Given data below:

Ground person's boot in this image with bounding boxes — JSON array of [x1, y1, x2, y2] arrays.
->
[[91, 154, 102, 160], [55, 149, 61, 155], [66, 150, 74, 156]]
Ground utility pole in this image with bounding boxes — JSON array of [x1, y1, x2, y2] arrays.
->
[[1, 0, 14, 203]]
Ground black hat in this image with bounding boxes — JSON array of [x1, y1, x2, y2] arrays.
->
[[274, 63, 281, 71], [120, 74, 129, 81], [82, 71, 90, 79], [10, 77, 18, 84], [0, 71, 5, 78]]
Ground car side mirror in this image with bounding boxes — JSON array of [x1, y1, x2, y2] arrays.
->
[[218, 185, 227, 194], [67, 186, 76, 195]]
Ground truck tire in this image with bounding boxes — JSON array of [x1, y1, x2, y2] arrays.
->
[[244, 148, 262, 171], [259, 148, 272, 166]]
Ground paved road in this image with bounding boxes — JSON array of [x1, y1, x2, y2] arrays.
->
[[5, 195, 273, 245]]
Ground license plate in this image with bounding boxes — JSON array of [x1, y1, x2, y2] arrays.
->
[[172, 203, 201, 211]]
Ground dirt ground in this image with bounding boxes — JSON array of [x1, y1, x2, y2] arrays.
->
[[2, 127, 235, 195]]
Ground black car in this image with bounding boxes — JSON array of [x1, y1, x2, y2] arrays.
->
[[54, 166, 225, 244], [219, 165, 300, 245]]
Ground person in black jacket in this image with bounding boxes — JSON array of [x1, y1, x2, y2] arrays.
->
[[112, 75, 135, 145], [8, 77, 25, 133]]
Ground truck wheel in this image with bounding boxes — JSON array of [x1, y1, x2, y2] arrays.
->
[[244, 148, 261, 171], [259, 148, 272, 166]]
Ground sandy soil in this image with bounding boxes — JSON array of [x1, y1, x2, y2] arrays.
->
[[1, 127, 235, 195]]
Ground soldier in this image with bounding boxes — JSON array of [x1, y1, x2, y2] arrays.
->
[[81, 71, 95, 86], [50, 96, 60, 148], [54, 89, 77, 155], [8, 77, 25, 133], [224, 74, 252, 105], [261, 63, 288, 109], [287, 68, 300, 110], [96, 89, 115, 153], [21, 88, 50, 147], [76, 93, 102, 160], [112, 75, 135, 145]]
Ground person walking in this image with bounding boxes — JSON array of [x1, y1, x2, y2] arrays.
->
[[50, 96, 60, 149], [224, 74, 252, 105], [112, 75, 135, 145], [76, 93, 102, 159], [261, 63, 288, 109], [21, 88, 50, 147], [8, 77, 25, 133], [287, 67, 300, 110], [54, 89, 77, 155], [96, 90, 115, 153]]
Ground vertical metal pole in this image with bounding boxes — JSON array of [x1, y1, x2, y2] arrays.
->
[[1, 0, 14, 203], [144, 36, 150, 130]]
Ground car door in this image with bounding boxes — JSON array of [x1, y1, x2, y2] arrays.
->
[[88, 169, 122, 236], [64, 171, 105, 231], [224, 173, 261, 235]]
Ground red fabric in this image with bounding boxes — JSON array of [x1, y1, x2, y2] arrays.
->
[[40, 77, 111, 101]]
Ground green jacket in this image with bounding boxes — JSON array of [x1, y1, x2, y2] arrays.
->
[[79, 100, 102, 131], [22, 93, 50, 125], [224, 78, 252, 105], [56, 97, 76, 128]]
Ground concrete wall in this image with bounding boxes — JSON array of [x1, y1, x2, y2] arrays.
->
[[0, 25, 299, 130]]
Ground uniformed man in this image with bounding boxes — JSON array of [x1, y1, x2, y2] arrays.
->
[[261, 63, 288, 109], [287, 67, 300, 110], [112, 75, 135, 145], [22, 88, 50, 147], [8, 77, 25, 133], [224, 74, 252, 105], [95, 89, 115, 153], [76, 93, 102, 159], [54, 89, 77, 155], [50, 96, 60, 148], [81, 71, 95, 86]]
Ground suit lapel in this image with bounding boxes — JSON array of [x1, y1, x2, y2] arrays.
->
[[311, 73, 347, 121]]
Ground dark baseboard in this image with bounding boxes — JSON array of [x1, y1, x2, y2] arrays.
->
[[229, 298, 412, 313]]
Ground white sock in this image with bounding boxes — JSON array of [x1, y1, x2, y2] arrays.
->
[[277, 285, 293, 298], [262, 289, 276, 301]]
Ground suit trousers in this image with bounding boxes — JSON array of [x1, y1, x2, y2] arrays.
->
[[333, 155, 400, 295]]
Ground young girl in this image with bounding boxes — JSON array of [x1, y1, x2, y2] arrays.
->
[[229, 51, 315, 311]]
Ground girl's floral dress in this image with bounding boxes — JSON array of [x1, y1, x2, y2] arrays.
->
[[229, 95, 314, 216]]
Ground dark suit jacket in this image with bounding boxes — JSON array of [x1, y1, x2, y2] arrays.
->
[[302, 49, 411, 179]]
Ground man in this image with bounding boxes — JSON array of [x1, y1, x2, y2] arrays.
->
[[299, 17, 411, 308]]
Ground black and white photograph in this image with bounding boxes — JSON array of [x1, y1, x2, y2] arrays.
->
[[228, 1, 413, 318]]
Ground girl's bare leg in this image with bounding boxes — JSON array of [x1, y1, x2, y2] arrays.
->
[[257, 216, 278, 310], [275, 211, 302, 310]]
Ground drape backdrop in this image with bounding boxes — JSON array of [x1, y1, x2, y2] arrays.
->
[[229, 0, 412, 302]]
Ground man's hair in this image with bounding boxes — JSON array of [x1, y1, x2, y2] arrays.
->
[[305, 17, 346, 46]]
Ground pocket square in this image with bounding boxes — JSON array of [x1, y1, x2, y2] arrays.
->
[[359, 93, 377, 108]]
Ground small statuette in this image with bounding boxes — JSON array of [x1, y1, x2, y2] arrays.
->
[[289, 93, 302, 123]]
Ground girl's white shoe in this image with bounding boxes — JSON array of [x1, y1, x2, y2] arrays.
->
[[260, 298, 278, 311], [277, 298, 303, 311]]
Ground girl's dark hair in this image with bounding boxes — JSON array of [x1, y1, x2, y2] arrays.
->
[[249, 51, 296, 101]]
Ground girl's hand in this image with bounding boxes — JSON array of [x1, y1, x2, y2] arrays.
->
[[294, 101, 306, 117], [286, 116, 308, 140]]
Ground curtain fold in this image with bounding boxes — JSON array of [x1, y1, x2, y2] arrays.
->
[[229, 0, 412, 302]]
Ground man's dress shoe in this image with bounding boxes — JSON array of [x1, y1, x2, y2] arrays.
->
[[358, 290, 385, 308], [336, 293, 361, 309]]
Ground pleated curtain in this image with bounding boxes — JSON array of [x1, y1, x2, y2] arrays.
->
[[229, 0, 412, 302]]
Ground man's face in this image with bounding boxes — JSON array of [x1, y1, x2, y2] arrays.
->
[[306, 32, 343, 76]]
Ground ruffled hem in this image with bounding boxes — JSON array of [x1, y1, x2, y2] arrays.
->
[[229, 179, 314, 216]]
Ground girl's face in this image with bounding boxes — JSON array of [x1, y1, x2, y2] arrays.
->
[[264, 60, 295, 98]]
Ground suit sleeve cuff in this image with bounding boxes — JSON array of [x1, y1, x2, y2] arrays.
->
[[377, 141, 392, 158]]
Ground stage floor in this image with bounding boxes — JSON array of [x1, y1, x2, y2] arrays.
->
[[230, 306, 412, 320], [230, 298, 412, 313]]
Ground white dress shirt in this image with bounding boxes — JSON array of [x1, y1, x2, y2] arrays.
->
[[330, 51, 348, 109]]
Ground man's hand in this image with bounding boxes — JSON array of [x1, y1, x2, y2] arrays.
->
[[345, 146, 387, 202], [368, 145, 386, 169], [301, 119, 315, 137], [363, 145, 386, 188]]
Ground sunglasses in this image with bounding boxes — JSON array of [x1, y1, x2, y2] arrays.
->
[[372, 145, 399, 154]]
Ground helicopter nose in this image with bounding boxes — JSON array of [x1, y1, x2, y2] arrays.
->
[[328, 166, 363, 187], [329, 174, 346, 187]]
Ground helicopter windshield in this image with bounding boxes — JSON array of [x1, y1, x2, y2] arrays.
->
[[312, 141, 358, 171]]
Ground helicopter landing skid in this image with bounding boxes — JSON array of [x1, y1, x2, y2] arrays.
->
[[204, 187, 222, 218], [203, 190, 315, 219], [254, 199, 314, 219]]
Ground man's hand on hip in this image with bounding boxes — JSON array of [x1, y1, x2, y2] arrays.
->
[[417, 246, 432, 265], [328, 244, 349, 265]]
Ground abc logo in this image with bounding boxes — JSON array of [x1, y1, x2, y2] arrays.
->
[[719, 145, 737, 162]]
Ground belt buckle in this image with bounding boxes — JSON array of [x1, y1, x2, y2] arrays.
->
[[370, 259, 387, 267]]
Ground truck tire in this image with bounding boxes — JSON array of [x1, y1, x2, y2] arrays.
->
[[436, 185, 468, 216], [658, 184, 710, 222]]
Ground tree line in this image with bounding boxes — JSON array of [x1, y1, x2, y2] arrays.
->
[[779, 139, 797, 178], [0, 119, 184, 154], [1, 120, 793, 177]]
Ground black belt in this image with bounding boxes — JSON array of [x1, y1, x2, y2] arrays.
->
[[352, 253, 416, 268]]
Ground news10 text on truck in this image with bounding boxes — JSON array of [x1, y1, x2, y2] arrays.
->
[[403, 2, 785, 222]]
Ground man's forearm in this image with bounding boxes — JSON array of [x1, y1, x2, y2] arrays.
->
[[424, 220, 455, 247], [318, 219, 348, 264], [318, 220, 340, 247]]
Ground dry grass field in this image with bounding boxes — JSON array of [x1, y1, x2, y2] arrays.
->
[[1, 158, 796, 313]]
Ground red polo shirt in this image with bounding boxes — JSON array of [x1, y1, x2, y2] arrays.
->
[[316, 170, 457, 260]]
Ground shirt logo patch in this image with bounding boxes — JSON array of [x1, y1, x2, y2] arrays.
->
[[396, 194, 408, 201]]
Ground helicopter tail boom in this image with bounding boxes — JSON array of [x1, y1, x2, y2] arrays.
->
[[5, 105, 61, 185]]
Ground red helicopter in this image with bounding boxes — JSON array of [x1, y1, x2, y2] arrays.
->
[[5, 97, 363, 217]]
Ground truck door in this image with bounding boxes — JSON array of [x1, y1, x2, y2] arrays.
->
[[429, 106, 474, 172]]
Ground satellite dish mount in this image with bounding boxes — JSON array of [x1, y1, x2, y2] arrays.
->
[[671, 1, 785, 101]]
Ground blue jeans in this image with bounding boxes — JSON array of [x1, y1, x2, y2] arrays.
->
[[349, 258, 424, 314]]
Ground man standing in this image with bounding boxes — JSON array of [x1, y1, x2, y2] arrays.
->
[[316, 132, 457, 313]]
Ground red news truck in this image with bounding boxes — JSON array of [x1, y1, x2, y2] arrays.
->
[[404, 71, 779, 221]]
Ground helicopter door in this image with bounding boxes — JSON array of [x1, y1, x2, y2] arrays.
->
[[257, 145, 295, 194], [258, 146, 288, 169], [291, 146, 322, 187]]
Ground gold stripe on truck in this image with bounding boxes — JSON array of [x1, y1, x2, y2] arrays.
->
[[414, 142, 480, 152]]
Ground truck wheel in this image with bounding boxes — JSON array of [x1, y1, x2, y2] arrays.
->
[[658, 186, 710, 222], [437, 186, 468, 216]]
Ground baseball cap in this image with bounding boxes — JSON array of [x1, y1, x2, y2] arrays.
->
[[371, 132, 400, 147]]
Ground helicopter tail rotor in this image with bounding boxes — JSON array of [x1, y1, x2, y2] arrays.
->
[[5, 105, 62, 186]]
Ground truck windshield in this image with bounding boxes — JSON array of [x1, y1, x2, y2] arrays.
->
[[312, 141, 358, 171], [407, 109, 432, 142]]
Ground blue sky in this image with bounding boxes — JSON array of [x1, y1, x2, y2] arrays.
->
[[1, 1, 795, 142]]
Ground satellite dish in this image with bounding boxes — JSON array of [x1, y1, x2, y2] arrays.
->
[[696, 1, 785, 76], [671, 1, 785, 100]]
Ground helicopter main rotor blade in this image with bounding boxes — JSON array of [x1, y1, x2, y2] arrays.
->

End of Given data.

■ **Your instructions**
From the records above, show each line that contains the word "rotor".

■ **The completed task**
Ground helicopter tail rotor in this image with bounding boxes — JSON array of [x1, y1, x2, y2] arrays.
Ground helicopter main rotor blade in this image with bounding boxes — JSON array of [x1, y1, x2, y2] arrays.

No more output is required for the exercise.